DATA FOR THIS EXERCISE>
════════════════

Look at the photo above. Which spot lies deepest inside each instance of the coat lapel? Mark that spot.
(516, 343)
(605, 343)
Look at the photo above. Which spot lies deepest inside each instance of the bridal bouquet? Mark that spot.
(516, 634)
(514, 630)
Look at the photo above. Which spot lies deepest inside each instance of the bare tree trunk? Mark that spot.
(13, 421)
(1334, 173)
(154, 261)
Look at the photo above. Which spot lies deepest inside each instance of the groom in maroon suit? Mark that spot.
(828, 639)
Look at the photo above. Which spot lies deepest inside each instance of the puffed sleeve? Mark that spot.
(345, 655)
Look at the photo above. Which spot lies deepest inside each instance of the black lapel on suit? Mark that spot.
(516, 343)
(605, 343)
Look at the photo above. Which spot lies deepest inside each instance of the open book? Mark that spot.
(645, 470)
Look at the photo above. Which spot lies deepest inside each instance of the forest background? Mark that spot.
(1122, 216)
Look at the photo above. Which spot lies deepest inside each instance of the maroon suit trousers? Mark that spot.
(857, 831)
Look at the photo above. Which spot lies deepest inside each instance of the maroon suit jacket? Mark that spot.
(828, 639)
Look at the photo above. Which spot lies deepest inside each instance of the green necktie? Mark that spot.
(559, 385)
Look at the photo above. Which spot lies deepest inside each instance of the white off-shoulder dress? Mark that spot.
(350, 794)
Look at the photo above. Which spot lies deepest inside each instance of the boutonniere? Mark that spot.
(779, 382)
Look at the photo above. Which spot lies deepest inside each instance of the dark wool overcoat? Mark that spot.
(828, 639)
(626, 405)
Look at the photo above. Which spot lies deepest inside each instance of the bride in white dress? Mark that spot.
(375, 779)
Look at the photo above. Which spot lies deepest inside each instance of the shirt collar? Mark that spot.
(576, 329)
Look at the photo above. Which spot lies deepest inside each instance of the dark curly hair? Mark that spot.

════════════════

EXERCISE REQUIREMENTS> Reproduce all of the material above word for word, keeping every line in its original order.

FINISHED TASK>
Look at the photo above. Which spot lies deepest inside each instance of the coat lapel? Mark that spot.
(516, 343)
(605, 343)
Look at the photo above. Which spot lies deepest inside each instance of the bridal bouquet? Mark that spot.
(516, 634)
(514, 630)
Look at the photo above. Which spot lies deepest inside each instance of the bare tree trunk? Mark that spot.
(13, 421)
(1334, 173)
(154, 261)
Look at the photo above. Which spot lies deepest inside each instance of the groom in maroon suit? Mark that spot.
(828, 639)
Look at the photo above. Which spot lies deepest inside each instance of the puffed sleeve? Mark that spot.
(345, 655)
Look at the photo above. Which spot lies deepest inside each instance of the black lapel on suit? Mark that spot.
(516, 343)
(605, 343)
Look at the photo above. Which spot lies deepest inside each instance of the open book? Mark that spot.
(645, 470)
Look at the photo above. Which spot lies deepest inside each instance of the forest background? Mark that spot.
(1122, 216)
Look at the photo above. Which spot lies deepest inside each instance of the maroon suit trousers? Mark that spot.
(857, 831)
Look at the photo above. Which spot lies deepest inside each instance of the maroon suit jacket? Mark that spot.
(828, 639)
Look at the photo above. Which spot lies deepest inside each instance of the green necktie? Mark that spot.
(559, 385)
Look at the photo above. Which spot lies deepest inside each instance of the white off-shoulder dress? Mark that spot.
(350, 794)
Look at the photo above. Which spot lies deepest inside each instance of the boutonniere? Mark that spot.
(779, 382)
Look at the photo above. Which spot lies deepest inside each instance of the dark wool overcoat? Mark that spot.
(828, 639)
(626, 405)
Look at the photo above. Which spot lies deepest inside each instance of the bride in white dress? Mark that spot.
(375, 779)
Look at the photo above. Which spot lies deepest inside each instance of the shirt collar? Mark that spot.
(576, 329)
Look at the photo above. Which spot lies deepest inside each instance of the dark curly hair? Mark that spot.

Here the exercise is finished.